■ TEXT SECTION
┌──

The New Buyers In Town

There is a new group of property buyers and it definitely is worth understanding them. After all, the millennial generation, which refers to those born between 1981 and 1996, is a significant demographic shaping the property market today.

Making up the bulk of the active workforce and driving the economy, they are the new homebuyers in town, with a set of habits and preferences different from their parents – the baby boomer generation.

From fingertip to doorstep. Convenience is paramount for millennials, who are usually digital natives immersed in social media and e-commerce. They are used to making purchases with just a touch of a button in the comfort of their living room, stocking up on groceries, ordering food and now, buying houses. It is an onscreen experience but satiates the senses, as new virtual reality technology and nifty house tour videos draw the eyeballs. This means consumers can view uncompleted projects, even getting a glimpse of the scenery from a particular unit. As millennials settle into their couches to binge on Netflix serials, toggling to view YouTube showflat tours comes as second nature.

Marketing collateral is also going into cyberspace, as traditional paper flyers or pamphlets are increasingly digitalised. More importantly, electronic payment and administrative documents are available online, which means the hassle of meeting in person to sign papers will be done away with.

Sure, many still prefer to have physical viewings for a big-ticket item like a home, but the Covid-19 pandemic has definitely instituted new norms. It has popularised virtual viewings as physical visits are limited, and millennials are increasingly receptive to the idea of purchasing a home online.

They want the experience first before paying. Whether it’s Spotify, LinkedIn or Dropbox, businesses are now recognising that millennials have to be “hooked” by a positive trial experience before they commit any cash to a product. This is also known as the “freemium” model, where consumers try a basic version, usually for free, before paying a premium for additional features.

How does this apply to buying homes? Many developers are now offering Deferred Payment Schemes or “stay then pay” schemes that allow just an initial down payment to live in a home. It is only after a specified period of one to three years has elapsed that the owner begins footing the rest of the bill. This allows millennials to secure a home while giving them time to save. 

Special leasing schemes have also been launched, for example in private
condominium Lloyd SixtyFive, to enable the buyer to pay an upfront amount as rent for a specified leasing period, after which the buyer has a choice to either purchase the unit or forgo it. This is a sign of the times: As the young have access to a plethora of choices in daily life, be it in food or fashion, even the property sector has to constantly provide more options to cater to them.

└──

■ AVAILABLE DATA
┌──

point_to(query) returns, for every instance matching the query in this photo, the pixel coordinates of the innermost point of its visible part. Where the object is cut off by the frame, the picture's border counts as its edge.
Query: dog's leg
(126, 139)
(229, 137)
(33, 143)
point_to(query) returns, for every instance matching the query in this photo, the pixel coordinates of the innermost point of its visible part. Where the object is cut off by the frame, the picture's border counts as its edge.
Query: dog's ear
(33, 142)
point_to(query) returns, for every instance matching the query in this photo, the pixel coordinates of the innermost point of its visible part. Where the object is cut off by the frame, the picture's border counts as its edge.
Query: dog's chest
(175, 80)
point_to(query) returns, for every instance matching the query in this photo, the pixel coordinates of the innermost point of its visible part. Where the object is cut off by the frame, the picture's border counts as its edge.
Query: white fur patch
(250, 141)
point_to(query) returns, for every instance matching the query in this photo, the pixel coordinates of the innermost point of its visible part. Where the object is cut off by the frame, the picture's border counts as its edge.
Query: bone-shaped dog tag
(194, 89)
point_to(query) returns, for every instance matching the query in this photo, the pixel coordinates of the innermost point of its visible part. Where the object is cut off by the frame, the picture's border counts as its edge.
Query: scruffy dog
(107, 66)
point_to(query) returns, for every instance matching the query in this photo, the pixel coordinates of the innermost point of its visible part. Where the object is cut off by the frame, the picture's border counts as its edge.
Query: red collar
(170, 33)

└──

■ WORK TO COMPLETE
[1] Write out the part of the text on millennial homebuyers from "They want the" to "for additional features.", with no changes.
[2] Extend the text on millennial homebuyers with new material that follows on from its last sentence.

■ YOUR RESPONSES
[1]
They want the experience first before paying. Whether it’s Spotify, LinkedIn or Dropbox, businesses are now recognising that millennials have to be “hooked” by a positive trial experience before they commit any cash to a product. This is also known as the “freemium” model, where consumers try a basic version, usually for free, before paying a premium for additional features.

[2]
They want community – think collaborating, co-creating, co-sharing. These are buzzwords among a risk-taking generation which is entrepreneurial and aspirational. Add co-living into the mix. It harmonises hostel living with apartment lifestyle where residents may share communal living rooms, toilets, kitchens and lounges. While some may consider it elevated dormitory living, millennials buy in for a vibrant, activity-filled community in a collegial atmosphere. In particular, it may appeal to start-up employees, expatriates, entrepreneurs and travellers who are looking for co-working and social spaces for networking opportunities. 

Several co-living properties have already sprouted in Singapore, such as The Ascott’s lyf at Funan Mall, and Hmlet’s  properties at Joo Chiat and Shenton Way. In Thailand, under the Sansiri's XT brand, residents can access to the co-sharing facilities of other condominiums in the XT series, which will in turn fuel collaborative opportunities. The co-sharing facilities at XT-branded condominiums include spaces for co-working, co-playing and co-creating, photo studio, cooking studio, as well as crafts and arts studio.

Lounge Area at XT Ekkamai

When one think of millennials, stereotypes of a lavish lifestyle filled with yoga classes, cafe-hopping and Instagram-worthy holidays come to mind. This may be true, but many millennials are in fact also financially-savvy with long-term goals. According to an HSBC Global Survey in 2018, 43 percent of Singaporean millennials intend to own multiple homes, with 74 percent looking to use their second home for investment purposes. It also highlighted that millennials are focused on “future proofing and investing”. 
Moreover, the survey showed that millennials in the Republic are also quick savers, taking an average of five years to save for a deposit for their homes, outperforming the baby boomer generation and Gen X-ers who took six and seven years respectively.

No doubt, millennials are taking the property market by storm, whether you like it or not. The new buyers are in town and are making themselves right at home.